> _TAREFA ESCRITA A_: Diga se cada uma das afirmações seguintes está de acordo com o excerto fornecido, respondendo sim ou não e citando textualmente as palavras do excerto que o decidem: (i) António Lamas chegou ao CCB em Outubro de 2014; (ii) o aumento da verba do CCB no Orçamento do Estado para 2016 resulta de uma maior dotação do Estado; (iii) Lamas é professor catedrático de Direito.

> _EXCERTO FORNECIDO_:
..............................

Eu seria a última pessoa a fazer uma coisa dessas. Sei bem quais são
as suas prioridades, que papel se espera que cumpra, porque fui eu
que escrevi o programa do CCB”, contrapõe Lamas. “Eu estava lá
antes de ele nascer e, apesar de não ter tido nenhumas
responsabilidades na sua gestão até 2014, tenho-as hoje, sei como
funciona ou como devia funcionar.”
António Lamas
chegou em Outubro de 2014 ao CCB e desde aí tem vindo a lançar uma
série de medidas que, diz, visa optimizar a gestão da casa e
torná-la mais “transparente” e “sustentada”. Medidas que,
reconhece, são muitas vezes “pouco populares”, sobretudo as que
implicaram rescindir contratos ou cortar complementos de ordenado aos
funcionários.
“Para mim o CCB e
Belém são indissociáveis”, diz Lamas, voltando a sublinhar que o
plano estratégico que apresentou em Agosto do ano passado não era
apenas uma maneira de criar uma nova dinâmica naquela que diz ser “o
sítio mais extraordinário de Lisboa” – era um instrumento para
relançar o CCB com uma “nova missão”, capaz de garantir a sua
sustentabilidade nos próximos 20 anos.
Essa “nova missão”
foi precisamente o que fez com que, no meio cultural, se começasse a
temer pelo futuro do CCB enquanto casa de criação contemporânea,
pondo-se a hipótese de que Lamas o visse apenas como um centro de
operações na gestão do eixo Belém-Ajuda, descurando cada vez mais
a sua programação, já muito afectada.
“O plano é
indispensável, tanto para Belém como para o CCB. O problema de
sustentabilidade desta casa é uma coisa séria. Reduzir a sua
dependência de subsídios [do Estado], que são cada vez mais
pequenos, é uma necessidade óbvia, absoluta”, defende Lamas,
lembrando que sem dinheiro não há forma de a instituição assumir
o seu papel no incentivo à criação e na divulgação das várias
artes.
No Orçamento do
Estado para 2016, a verba destinada ao CCB é de 19 milhões de
euros, um crescimento de quase 2,5 milhões face ao anterior, o que
traduz um dos aumentos mais significativos entre as instituições da
esfera do Ministério da Cultura. Lamas explica assim esta evolução
orçamental: “É verdade que esse aumento existe, mas ele vem de
uma estimativa de crescimento das receitas próprias e não de uma
maior dotação do Estado. Só teremos mais [dinheiro], se,
internamente, formos capazes de gerar essa receita com as nossas
actividades.”
Sem o plano, explica
este professor catedrático de Engenharia no Instituto Superior
Técnico, tudo será muito mais difícil, mas não impossível. É
por isso que não se demite, mesmo depois de ter afirmado
publicamente que aceitara a presidência do CCB porque com ela vinha
a missão de repensar a zona de Belém, beneficiando da experiência
que tivera à frente da empresa que gere os monumentos de Sintra, a
Parques de Sintra – Monte da Lua. “Acredito que o CCB pode
beneficiar do plano, mas o CCB não é o plano.” E o que é que
isso significa? “Que, se o Governo não quer aprovar o plano, o CCB
terá de encontrar outras formas de garantir a sua sustentabilidade e
de ganhar maior protagonismo na actividade cultural, de ser mais
forte, mais dinâmico.”

..............................

> _REGISTOS FORNECIDOS_:
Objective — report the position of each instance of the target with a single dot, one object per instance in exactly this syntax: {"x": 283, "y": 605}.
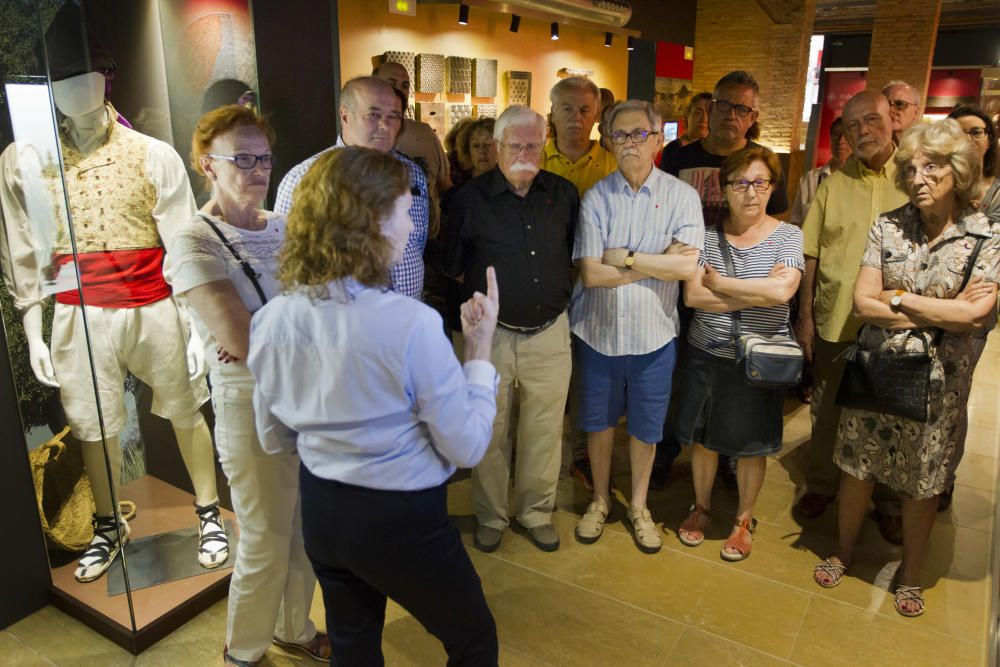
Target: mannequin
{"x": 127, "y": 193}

..............................

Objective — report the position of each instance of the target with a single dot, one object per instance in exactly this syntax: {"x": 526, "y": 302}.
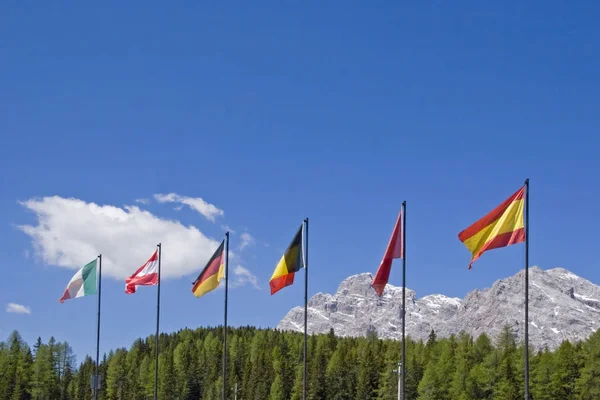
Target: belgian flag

..............................

> _TAREFA ESCRITA B_: Filtre os registos e copie cada linha que contenha a cadeia "with", distinguindo maiúsculas de minúsculas.

> _RESPOSTA ESPERADA A_:
(i) Sim: "chegou em Outubro de 2014 ao CCB".
(ii) Não: "ele vem de uma estimativa de crescimento das receitas próprias e não de uma maior dotação do Estado".
(iii) Não: "professor catedrático de Engenharia no Instituto Superior Técnico".

> _RESPOSTA ESPERADA B_:
Objective — report the position of each instance of the target with a single dot, one object per instance in exactly this syntax: {"x": 283, "y": 605}.
Objective — report the position of each instance of the target with a single dot, one object per instance in exactly this syntax: {"x": 526, "y": 302}.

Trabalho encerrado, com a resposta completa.